→ Directions for this task: Reproduce the lines starting at the line that contains "of the overhead" and ending at the line that contains "[[253, 387]]", both included, and nothing else.

→ Supplied entries:
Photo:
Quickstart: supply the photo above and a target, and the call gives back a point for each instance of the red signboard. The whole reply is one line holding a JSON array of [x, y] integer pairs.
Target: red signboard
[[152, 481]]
* * *
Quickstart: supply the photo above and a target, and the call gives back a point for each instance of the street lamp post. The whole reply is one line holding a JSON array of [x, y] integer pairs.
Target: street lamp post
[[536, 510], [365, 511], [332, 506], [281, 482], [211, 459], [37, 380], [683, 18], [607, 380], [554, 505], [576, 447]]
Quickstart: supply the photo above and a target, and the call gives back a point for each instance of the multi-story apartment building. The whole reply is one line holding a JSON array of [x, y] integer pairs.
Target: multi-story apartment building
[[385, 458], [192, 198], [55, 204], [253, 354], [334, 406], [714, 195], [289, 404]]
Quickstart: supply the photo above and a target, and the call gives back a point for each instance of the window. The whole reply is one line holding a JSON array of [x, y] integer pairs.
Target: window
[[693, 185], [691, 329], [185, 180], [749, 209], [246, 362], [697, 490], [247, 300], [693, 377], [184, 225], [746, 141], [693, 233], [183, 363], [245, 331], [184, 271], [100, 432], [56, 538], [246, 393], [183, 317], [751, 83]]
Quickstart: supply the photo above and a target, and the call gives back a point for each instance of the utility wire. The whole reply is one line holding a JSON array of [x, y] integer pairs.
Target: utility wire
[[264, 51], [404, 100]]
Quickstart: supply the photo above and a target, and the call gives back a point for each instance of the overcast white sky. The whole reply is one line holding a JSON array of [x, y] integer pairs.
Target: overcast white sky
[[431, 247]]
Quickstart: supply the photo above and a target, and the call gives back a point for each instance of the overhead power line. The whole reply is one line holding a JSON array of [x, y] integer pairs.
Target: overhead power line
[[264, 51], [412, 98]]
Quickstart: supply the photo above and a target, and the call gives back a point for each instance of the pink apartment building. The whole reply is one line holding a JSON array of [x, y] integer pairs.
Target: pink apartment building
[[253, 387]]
--
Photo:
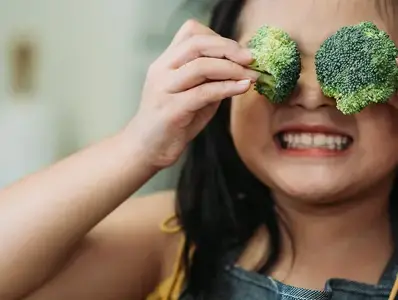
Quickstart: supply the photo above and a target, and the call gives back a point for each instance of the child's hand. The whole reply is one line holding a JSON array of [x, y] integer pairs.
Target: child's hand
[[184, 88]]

→ Full output:
Quickstart: supply the photo above and a target, and the call gives back a point for each instance of the overhead power line. The whole reply is one line holding a JSON array of [x, y] integer pairs.
Target: overhead power line
[[264, 51], [412, 98]]
Quickstart: supply the photo above and a target, and the call gives back a point for each instance of the pink apartment building. The whole reply is one line holding a JSON array of [x, y] integer pairs.
Target: pink apartment building
[[253, 387]]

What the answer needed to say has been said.